### EXERCISE PASSAGE:
════════

Imagine what might happen if we discovered some company was clandestinely dumping 4 tons a year of toxic waste on the streets of Albuquerque.

Let’s call it DefenseCo Inc., and let’s say its workers were dribbling out their toxic waste a tiny bit at a time as they drove around the city’s streets, year after year after year, spreading it all over town hoping no one would notice.

Just to juice it up, imagine it was a type of toxic waste that was especially harmful to children, and that this was happening all over the country, not just in Albuquerque.

Imagine the outrage.

Perhaps not surprisingly, no one called this time either.

P.S. Sorry for the silence, I did in fact make it safely home from my European adventure, but I’ve exhausted for a week. My travel adventures really took it out of me. Back to water blogging soon.

8 Comments

  1. I have a bag of them at home, I pick them up off the street whenever I see them. Yes, carefully, wrapping them in a piece of paper and not licking my fingers ….

    You know they’re not always made with lead nowadays?

════════

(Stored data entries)
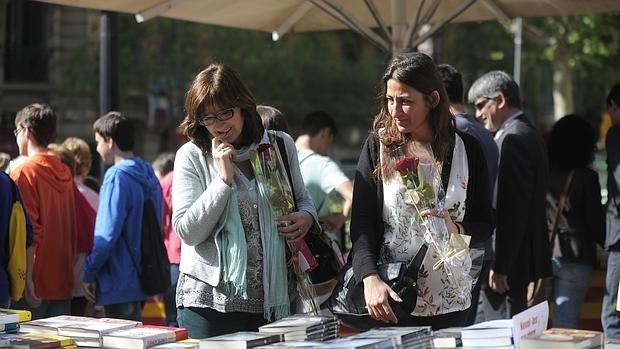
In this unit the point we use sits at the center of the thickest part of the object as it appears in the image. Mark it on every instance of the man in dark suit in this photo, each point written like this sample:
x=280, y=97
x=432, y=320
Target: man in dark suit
x=522, y=250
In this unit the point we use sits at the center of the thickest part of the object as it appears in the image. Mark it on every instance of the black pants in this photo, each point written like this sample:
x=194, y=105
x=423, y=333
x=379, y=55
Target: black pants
x=512, y=302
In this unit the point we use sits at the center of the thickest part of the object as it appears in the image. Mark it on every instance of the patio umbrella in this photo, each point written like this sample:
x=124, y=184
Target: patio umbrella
x=399, y=22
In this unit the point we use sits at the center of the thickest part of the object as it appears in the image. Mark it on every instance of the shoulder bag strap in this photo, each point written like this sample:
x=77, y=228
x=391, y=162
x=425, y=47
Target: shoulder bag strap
x=561, y=204
x=283, y=154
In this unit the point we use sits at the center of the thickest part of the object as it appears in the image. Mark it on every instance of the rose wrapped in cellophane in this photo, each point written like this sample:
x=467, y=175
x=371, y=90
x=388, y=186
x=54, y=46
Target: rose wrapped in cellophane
x=267, y=163
x=421, y=178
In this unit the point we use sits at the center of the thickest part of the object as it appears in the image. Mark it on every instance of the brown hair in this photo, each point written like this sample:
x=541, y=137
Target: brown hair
x=418, y=71
x=40, y=120
x=219, y=85
x=81, y=154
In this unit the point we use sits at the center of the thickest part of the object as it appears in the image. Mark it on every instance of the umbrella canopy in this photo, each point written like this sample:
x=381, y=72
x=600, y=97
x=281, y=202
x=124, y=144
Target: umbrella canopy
x=400, y=21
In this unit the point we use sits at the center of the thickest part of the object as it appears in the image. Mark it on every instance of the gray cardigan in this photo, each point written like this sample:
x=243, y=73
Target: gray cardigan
x=199, y=199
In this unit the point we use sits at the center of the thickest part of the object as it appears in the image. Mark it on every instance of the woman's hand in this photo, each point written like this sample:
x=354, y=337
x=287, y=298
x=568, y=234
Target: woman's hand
x=222, y=155
x=450, y=224
x=376, y=294
x=298, y=225
x=30, y=295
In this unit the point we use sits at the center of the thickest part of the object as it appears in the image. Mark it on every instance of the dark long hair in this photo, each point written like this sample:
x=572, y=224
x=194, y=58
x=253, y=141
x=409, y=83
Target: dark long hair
x=220, y=85
x=418, y=71
x=571, y=143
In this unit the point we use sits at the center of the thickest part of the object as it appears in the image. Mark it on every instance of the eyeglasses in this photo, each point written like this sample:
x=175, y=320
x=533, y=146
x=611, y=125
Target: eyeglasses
x=17, y=131
x=222, y=115
x=480, y=105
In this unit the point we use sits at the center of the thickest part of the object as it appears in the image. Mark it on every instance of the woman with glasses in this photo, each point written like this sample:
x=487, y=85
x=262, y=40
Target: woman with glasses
x=414, y=116
x=233, y=272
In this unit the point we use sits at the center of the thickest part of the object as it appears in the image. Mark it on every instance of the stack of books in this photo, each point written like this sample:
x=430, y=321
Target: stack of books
x=143, y=337
x=240, y=340
x=85, y=331
x=495, y=334
x=400, y=337
x=447, y=337
x=563, y=338
x=303, y=327
x=182, y=344
x=36, y=340
x=9, y=322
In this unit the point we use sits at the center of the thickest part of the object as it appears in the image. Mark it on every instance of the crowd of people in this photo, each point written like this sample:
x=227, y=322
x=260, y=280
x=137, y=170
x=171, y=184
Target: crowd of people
x=234, y=221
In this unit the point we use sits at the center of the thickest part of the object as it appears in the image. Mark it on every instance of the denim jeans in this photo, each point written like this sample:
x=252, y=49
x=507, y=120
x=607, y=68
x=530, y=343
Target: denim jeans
x=610, y=316
x=170, y=303
x=567, y=291
x=207, y=322
x=127, y=310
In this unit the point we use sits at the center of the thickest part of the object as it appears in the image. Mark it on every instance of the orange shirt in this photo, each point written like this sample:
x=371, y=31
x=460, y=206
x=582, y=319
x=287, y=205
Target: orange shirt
x=47, y=191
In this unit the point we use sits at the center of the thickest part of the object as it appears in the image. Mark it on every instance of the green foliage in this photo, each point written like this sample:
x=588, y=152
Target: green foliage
x=333, y=71
x=589, y=40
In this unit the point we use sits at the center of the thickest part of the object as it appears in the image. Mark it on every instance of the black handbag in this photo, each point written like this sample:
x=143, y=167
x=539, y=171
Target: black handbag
x=347, y=300
x=325, y=256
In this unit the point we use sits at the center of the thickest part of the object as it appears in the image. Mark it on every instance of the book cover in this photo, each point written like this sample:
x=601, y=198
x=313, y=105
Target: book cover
x=297, y=322
x=239, y=340
x=492, y=328
x=487, y=342
x=24, y=315
x=182, y=344
x=180, y=333
x=50, y=325
x=9, y=327
x=447, y=337
x=138, y=337
x=95, y=327
x=563, y=338
x=361, y=343
x=8, y=317
x=36, y=340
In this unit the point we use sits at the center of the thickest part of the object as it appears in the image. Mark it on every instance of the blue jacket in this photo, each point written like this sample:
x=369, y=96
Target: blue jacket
x=8, y=195
x=114, y=262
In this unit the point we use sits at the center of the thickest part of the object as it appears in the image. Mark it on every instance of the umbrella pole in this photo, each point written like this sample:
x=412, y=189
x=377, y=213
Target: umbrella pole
x=108, y=62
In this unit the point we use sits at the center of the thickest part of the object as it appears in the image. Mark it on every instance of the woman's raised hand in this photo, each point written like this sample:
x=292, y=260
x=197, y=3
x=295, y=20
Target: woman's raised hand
x=222, y=153
x=376, y=294
x=299, y=224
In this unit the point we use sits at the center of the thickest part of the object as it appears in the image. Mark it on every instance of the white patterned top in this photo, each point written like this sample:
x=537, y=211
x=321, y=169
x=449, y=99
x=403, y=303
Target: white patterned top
x=404, y=234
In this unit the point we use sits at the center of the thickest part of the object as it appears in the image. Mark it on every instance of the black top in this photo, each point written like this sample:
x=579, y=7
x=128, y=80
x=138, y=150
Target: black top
x=367, y=228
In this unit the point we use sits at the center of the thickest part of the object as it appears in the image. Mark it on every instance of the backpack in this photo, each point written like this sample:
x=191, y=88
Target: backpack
x=155, y=278
x=154, y=271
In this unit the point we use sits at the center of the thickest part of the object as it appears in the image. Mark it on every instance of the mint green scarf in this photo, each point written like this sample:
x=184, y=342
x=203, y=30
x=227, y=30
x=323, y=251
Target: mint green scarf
x=234, y=247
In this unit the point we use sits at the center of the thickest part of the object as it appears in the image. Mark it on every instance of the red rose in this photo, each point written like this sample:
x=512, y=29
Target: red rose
x=263, y=147
x=407, y=164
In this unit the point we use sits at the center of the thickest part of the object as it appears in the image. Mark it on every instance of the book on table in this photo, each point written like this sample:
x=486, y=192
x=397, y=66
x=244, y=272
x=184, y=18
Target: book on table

════════

### TASK SET:
(1) Rewrite the toxic waste passage from "Imagine what might" up to and including "this time either.", changing "DefenseCo Inc." to "ToxiCo Inc.".
(2) Write what comes next in the toxic waste passage, picking up after its final sentence.
The data has no connection to the text.

### ANSWERS TO THE TASKS:
(1)
Imagine what might happen if we discovered some company was clandestinely dumping 4 tons a year of toxic waste on the streets of Albuquerque.

Let’s call it ToxiCo Inc., and let’s say its workers were dribbling out their toxic waste a tiny bit at a time as they drove around the city’s streets, year after year after year, spreading it all over town hoping no one would notice.

Just to juice it up, imagine it was a type of toxic waste that was especially harmful to children, and that this was happening all over the country, not just in Albuquerque.

Imagine the outrage.

Perhaps not surprisingly, no one called this time either.

(2)
    http://www.google.com/search?q=wheel+weights

    One supplier’s blog says they:

    ” … no longer supply certain states with lead-based wheel weights. The current actions take place are as follows:

    California (Bill: SB 757)
    Action: Enacted into law
    Date: 5/18/2009
    Implementation Date: 12/31/2009
    Washingtona (Bill: SHB 1033)
    Action: Enacted into law
    Date: 4/28/2009
    Implementation Date: 1/1/2011
    Maine (Bill: LD 986)
    Action: Enacted into law
    Date: 5/6/2009
    Implementation Date: 1/1/2011
    Vermont (Bill: Act 193)
    Action: Enacted into law
    Date: 6/7/2009
    Implementation Date: 1/1/2010 State Vehicles
    9/1/2011 New Vehicles
    U.S. EPA
    Action: Petition Granted
    Date: 8/26/2009
    Implementation Date: TBD
    Wisconsin (Bill: AB544)
    Action: Bill Was Not Voted On
    Date: No Vote
    Implementation Date: N/A – bill was not voted on this session
    New York (Bill: AB8687A)
    Action: Bill in Legislature
    Date: Current
    Implementation Date: 1/1/2011
    Rhode Island (Bill: 7664)
    Action: Bill in Legislature
    Date: Current
    Implementation Date: TBD
    Illinois (Bill: SB 3347)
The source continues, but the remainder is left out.